Brief. Rewrite the lines of the data below as a numbered list without blank lines, beginning at the line that contains "Is it possible to tell me where the blue and" and stopping after the line that contains "[251,92,266,116]". Include only the lines in that range.

Records provided.

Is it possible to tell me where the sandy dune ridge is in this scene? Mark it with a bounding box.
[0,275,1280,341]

--

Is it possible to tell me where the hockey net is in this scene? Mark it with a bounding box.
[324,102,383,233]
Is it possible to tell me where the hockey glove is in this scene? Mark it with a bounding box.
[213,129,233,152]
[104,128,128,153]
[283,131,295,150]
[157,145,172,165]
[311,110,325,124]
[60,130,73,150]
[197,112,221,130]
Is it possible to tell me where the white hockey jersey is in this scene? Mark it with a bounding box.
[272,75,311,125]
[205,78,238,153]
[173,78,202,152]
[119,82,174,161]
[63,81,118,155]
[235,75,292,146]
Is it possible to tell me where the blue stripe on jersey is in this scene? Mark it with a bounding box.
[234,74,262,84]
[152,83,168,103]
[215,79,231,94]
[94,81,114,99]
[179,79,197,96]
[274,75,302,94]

...

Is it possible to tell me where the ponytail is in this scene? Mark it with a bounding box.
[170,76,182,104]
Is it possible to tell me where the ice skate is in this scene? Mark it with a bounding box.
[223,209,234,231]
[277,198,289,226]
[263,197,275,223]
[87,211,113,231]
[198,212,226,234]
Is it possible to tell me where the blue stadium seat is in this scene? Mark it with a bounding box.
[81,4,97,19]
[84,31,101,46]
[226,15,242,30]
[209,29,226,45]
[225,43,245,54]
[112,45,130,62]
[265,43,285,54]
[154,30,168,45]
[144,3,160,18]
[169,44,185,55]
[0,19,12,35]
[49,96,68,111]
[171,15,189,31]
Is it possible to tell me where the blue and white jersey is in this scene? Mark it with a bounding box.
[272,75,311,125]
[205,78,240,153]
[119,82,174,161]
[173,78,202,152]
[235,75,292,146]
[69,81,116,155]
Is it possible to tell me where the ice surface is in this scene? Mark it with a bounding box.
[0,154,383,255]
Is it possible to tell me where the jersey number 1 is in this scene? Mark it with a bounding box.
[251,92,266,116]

Exercise solution.
1. Is it possible to tell me where the blue and white jersey is in this scene? Mark it with a bounding box.
2. [272,75,311,125]
3. [205,78,240,153]
4. [119,82,174,161]
5. [173,78,202,152]
6. [235,75,292,146]
7. [69,81,116,155]
8. Is it possible to tell me where the ice surface is in this scene? Mark it with a bounding box.
9. [0,154,383,255]
10. Is it possible to tell me where the jersey number 1 is in this scene? Mark it with a bounding box.
11. [251,92,266,116]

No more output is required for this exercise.